--- Directions for this task ---
Return the lines below unchanged, every one of them, but leave the pictures out.
— BEGIN Listed records —
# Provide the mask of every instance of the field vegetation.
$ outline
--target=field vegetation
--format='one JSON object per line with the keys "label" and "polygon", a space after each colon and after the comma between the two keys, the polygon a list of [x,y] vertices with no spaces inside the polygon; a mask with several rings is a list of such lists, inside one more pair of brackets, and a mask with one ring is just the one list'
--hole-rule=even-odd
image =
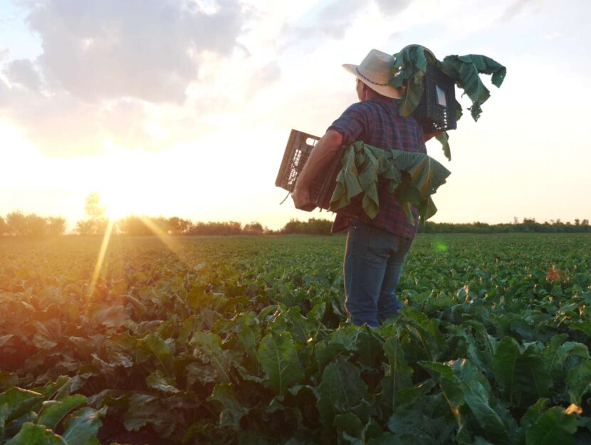
{"label": "field vegetation", "polygon": [[0,444],[591,443],[589,235],[419,235],[379,329],[344,241],[0,240]]}

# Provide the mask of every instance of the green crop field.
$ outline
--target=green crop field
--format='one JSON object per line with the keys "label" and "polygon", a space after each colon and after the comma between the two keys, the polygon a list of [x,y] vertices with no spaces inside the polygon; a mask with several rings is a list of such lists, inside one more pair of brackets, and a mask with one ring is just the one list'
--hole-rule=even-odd
{"label": "green crop field", "polygon": [[590,235],[421,235],[380,329],[342,236],[101,244],[0,239],[0,444],[591,444]]}

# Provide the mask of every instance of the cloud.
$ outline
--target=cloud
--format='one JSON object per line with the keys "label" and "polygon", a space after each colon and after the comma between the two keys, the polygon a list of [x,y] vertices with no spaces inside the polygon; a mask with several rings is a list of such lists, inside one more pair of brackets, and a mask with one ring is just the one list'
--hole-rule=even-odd
{"label": "cloud", "polygon": [[383,14],[393,16],[406,9],[412,0],[374,0],[374,1]]}
{"label": "cloud", "polygon": [[516,16],[520,14],[530,5],[536,5],[538,4],[539,4],[539,0],[513,0],[511,4],[505,9],[501,16],[500,20],[501,21],[511,20]]}
{"label": "cloud", "polygon": [[189,0],[46,0],[28,3],[48,83],[84,100],[130,96],[182,103],[199,56],[229,56],[243,18],[237,1],[211,14]]}
{"label": "cloud", "polygon": [[364,10],[375,4],[385,16],[402,12],[412,0],[338,0],[323,9],[311,24],[288,25],[284,30],[288,46],[298,41],[330,38],[342,38],[347,29]]}
{"label": "cloud", "polygon": [[38,90],[41,85],[39,73],[28,59],[13,61],[4,69],[4,74],[11,83],[17,83],[29,90]]}
{"label": "cloud", "polygon": [[[192,108],[188,93],[208,57],[240,51],[251,14],[240,0],[19,4],[43,52],[9,61],[10,48],[0,48],[0,117],[61,157],[101,151],[105,140],[158,148],[211,131],[199,122],[208,111]],[[224,102],[223,92],[209,94]]]}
— END Listed records —
--- Task answer ---
# Provide the mask of every instance of the field vegetation.
$ outline
--target=field vegetation
--format='one JSON object per line with the keys "label" and "polygon", a space after each colon and after the comma between the two keys, the polygon a list of [x,y] vertices with no spaces inside the polygon; a mask with several rings is a list of such lists, inside one more pair of brackets, and a mask with one ring is just the one list'
--hole-rule=even-odd
image =
{"label": "field vegetation", "polygon": [[0,444],[591,443],[589,235],[419,235],[379,329],[344,241],[0,240]]}

# Provide the mask of every instance of the green crop field.
$ outline
--target=green crop field
--format='one JSON object per line with the keys "label" and "polygon", a space after each colon and after the comma between the two keys, the polygon a list of [x,y] vertices with no spaces inside the polygon; a mask with several rings is a list of such lists, inside one more pair of brackets, and a mask with one ring is just the one list'
--hole-rule=even-odd
{"label": "green crop field", "polygon": [[590,235],[421,235],[380,329],[342,236],[101,244],[0,239],[0,444],[591,444]]}

# Provide the mask of every instance of the cloud.
$ outline
--target=cloud
--format='one JSON object per line with the keys "label" and "polygon", a space after each colon and after the comma between the two keys, the polygon a list of [x,y] vertices with no spaces inside the polygon; a mask with several rings is a list of such lists, inside one more pair of brackets, and a mask with one ring is just the one list'
--hole-rule=even-odd
{"label": "cloud", "polygon": [[383,14],[393,16],[406,9],[412,0],[374,0],[374,1]]}
{"label": "cloud", "polygon": [[516,16],[520,14],[530,5],[536,5],[538,4],[539,4],[539,0],[513,0],[511,4],[505,9],[501,16],[500,20],[501,21],[511,20]]}
{"label": "cloud", "polygon": [[189,0],[46,0],[28,3],[48,83],[84,100],[130,96],[182,103],[199,56],[229,56],[243,18],[237,1],[211,14]]}
{"label": "cloud", "polygon": [[364,10],[375,4],[385,16],[402,12],[412,0],[338,0],[323,9],[311,24],[288,25],[284,30],[288,46],[298,41],[330,38],[342,38],[347,29]]}
{"label": "cloud", "polygon": [[38,90],[41,85],[39,73],[28,59],[13,61],[4,69],[4,74],[11,83],[17,83],[29,90]]}
{"label": "cloud", "polygon": [[[192,108],[188,93],[208,57],[240,51],[251,14],[240,0],[19,4],[43,52],[9,61],[10,48],[0,48],[0,117],[61,157],[101,151],[105,140],[158,148],[211,131],[199,122],[208,111]],[[224,102],[223,92],[209,94]]]}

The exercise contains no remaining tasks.